--- PROVIDED PASSAGE ---

A level 3 ADR is the highest level. The company has to meet strict requirements, the same as American listed companies. This is because companies that set up a level 3 program can issue new shares into U.S. markets, in addition to its DRs.

Non-Sponsored ADR

Unsponsored ADRs are listed on the OTC markets. They’re shares that are issued without the company having an agreement with a depositary bank. Unsponsored DRs can be issued by multiple banks based on market demand.

These are pretty shady to buy or trade because the company has no knowledge or interest in the company’s shares being sold in a different market. Holders of unsponsored ADRs also have no voting rights.

When ADRs are sponsored, at least the company is doing it to improve the company’s exposure, and it’s willing to provide at least minimal information about the company.

Personally, I never trust penny stock companies. Expect the worst and you’ll never be disappointed … And if you’re going to trade them, focus on your education first.

--- SUPPLIED MATERIAL ---

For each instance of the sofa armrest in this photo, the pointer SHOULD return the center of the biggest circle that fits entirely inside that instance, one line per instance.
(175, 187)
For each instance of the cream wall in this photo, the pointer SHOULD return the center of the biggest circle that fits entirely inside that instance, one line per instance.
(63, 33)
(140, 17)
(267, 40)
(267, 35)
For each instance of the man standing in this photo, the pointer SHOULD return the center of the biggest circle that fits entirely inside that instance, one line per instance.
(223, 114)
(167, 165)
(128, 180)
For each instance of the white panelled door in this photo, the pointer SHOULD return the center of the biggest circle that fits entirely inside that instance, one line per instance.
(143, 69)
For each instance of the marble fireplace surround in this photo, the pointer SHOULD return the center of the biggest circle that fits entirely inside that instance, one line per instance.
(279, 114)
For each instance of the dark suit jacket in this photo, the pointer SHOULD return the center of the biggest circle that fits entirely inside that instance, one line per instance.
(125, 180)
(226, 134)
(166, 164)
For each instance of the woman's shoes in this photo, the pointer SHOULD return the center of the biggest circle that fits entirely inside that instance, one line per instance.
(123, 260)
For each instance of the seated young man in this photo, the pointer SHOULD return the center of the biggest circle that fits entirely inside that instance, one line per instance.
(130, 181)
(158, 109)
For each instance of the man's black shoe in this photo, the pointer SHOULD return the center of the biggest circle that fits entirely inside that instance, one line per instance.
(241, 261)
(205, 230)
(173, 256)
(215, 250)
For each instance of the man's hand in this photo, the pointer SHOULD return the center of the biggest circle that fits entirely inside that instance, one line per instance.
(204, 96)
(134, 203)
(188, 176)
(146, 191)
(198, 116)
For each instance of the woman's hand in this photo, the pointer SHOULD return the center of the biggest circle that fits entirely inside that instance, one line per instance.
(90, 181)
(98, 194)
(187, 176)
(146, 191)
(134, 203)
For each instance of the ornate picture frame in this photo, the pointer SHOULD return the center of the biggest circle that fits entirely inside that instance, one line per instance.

---

WRITTEN PROBLEM = In the ADR passage, copy the stretch from "Non-Sponsored ADR" through "about the company.", renaming "OTC markets" to "over-the-counter markets". None of the location identification items are needed.

FINISHED ANSWER =
Non-Sponsored ADR

Unsponsored ADRs are listed on the over-the-counter markets. They’re shares that are issued without the company having an agreement with a depositary bank. Unsponsored DRs can be issued by multiple banks based on market demand.

These are pretty shady to buy or trade because the company has no knowledge or interest in the company’s shares being sold in a different market. Holders of unsponsored ADRs also have no voting rights.

When ADRs are sponsored, at least the company is doing it to improve the company’s exposure, and it’s willing to provide at least minimal information about the company.